(Data listing)
# # #

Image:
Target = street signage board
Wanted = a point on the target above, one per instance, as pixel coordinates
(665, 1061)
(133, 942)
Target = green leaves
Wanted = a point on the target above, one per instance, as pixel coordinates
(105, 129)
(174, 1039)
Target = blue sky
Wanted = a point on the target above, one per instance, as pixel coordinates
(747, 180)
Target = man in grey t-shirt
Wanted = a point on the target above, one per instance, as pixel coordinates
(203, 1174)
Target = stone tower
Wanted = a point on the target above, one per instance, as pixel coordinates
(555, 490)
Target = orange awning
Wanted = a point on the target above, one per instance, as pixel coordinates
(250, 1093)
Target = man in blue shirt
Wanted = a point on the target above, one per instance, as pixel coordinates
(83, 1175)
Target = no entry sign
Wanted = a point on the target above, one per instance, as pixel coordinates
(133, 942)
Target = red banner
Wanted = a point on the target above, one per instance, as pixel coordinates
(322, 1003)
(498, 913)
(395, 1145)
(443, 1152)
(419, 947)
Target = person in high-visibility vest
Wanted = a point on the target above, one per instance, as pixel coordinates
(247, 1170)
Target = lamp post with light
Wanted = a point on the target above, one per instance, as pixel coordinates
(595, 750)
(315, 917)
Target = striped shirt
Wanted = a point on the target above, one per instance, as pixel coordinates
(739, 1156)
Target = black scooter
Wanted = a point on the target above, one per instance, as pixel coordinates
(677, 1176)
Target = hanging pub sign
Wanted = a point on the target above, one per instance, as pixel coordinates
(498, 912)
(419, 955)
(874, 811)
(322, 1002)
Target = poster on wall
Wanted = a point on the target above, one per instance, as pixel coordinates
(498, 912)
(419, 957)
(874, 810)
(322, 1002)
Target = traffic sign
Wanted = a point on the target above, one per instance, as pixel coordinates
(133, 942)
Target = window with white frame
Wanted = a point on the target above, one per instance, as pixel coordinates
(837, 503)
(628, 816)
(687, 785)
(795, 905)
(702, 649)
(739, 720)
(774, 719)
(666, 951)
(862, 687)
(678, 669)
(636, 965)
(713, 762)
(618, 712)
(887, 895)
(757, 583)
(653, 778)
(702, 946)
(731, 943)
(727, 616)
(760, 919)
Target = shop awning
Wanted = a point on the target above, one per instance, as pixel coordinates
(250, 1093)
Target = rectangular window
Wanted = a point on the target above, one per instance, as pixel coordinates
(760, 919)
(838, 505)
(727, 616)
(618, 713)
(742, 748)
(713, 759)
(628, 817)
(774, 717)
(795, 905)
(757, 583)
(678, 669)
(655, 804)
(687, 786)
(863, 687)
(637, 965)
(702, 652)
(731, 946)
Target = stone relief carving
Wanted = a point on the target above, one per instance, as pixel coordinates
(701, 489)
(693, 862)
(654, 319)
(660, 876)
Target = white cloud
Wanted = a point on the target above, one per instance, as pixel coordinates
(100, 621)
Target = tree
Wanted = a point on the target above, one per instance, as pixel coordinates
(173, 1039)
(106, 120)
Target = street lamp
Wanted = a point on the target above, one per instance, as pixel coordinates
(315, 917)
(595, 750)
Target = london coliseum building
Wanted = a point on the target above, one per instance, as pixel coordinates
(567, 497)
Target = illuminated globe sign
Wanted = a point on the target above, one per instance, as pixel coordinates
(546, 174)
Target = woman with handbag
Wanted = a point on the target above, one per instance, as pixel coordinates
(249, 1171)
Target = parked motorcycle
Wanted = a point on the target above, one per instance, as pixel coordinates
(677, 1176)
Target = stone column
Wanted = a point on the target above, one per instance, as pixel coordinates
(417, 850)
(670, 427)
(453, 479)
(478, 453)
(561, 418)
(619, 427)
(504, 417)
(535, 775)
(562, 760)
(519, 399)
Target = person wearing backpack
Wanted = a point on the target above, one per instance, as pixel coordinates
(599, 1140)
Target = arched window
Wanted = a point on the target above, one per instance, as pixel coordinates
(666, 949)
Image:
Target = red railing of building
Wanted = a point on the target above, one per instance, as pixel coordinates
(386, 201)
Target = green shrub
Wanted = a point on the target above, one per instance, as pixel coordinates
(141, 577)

# # #

Copy the lines from the one containing "Target = parked motorcycle" through the final line, switching "shrub" to "bush" and leaving everything else unchanged.

*Expected output:*
Target = parked motorcycle
Wanted = a point on the target above, one per instance, as pixel coordinates
(677, 1176)
Target = stone column
Wanted = a point on the target above, one per instance, as pixel coordinates
(417, 850)
(670, 427)
(453, 479)
(478, 453)
(561, 418)
(619, 427)
(504, 417)
(535, 775)
(562, 760)
(519, 399)
Target = person wearing backpack
Wanted = a point on the target above, one per instance, as pixel coordinates
(599, 1140)
Target = arched window
Wanted = a point on the target above, one per instance, as pixel coordinates
(666, 949)
Image:
Target = red railing of building
Wanted = a point on the target above, one per instance, as pixel coordinates
(386, 201)
Target = green bush
Wanted = a point on the target above, one per instance, as pixel coordinates
(141, 577)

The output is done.